Nous accueillons aujourd'hui Gérald Darmanin, ministre de l'intérieur et des outre-mer, dans le cadre de nos travaux d'information sur l'organisation de la police judiciaire.

Nous serons probablement les derniers à nous positionner sur ce sujet, puisque l'Assemblée nationale a déposé un rapport d'information, que je qualifierai de « bicéphale », et que la commission des finances du Sénat a également adopté un rapport d'information sur la direction centrale de la Police judiciaire, sans compter le rapport de l'inspection générale de l'administration (IGA), de l'inspection générale de la justice (IGJ), et de l'inspection générale de la police nationale (IGPN).

Nos rapporteurs présenteront les résultats de leurs travaux au tout début du mois de mars.

Debut de section - Permalien
Gérald Darmanin, ministre

La réforme de la police nationale, et non pas simplement de la police judiciaire, a été modifiée et enrichie. Un compromis avec le Gouvernement a été trouvé dans la loi d'orientation et de programmation du ministère de l'intérieur (LOPMI), à la suite du travail mené par le Sénat. À cet égard, je salue MM. Marc-Philippe Daubresse et Loïc Hervé, qui sont parvenus à trouver une rédaction consensuelle permettant d'instaurer certaines bornes, qui nous paraissaient consensuelles. Par ailleurs, le Gouvernement s'était engagé à publier les différents rapports établis sur ce sujet, ce qu'il a fait.

Le Conseil constitutionnel n'a d'ailleurs pas eu à redire grand-chose au projet de loi que j'ai l'honneur de porter, notamment sur la question importante, évoquée par de nombreux parlementaires, de la séparation des pouvoirs et du lien entre l'autorité judiciaire et le pouvoir exécutif.

Dans la mesure où les rapporteurs de la commission des lois du Sénat travaillent certainement à la finalisation de leur rapport sur l'organisation de la police judiciaire, j'évoquerai rapidement trois points.

Tout d'abord, conformément à l'engagement que j'ai pris devant l'Assemblée nationale, je ne ferai rien tant que les trois rapports d'information ne seront pas rendus et tant que je n'en aurai pas étudié les conclusions.

» VOS TÂCHES:
- 1) D'après l'extrait, à quel moment les rapporteurs présenteront-ils les résultats de leurs travaux ?
- 2) Recopiez le passage de l'extrait allant de « Le Conseil constitutionnel » jusqu'à « le pouvoir exécutif. » inclus.
Les données n'interviennent en rien ici.

» SECTION DONNÉES:

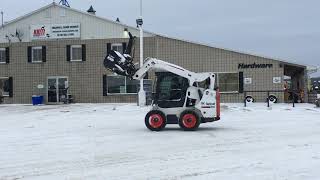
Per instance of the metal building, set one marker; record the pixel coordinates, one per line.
(58, 50)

» CORRIGÉ:
- 1) Au tout début du mois de mars.

- 2)
Le Conseil constitutionnel n'a d'ailleurs pas eu à redire grand-chose au projet de loi que j'ai l'honneur de porter, notamment sur la question importante, évoquée par de nombreux parlementaires, de la séparation des pouvoirs et du lien entre l'autorité judiciaire et le pouvoir exécutif.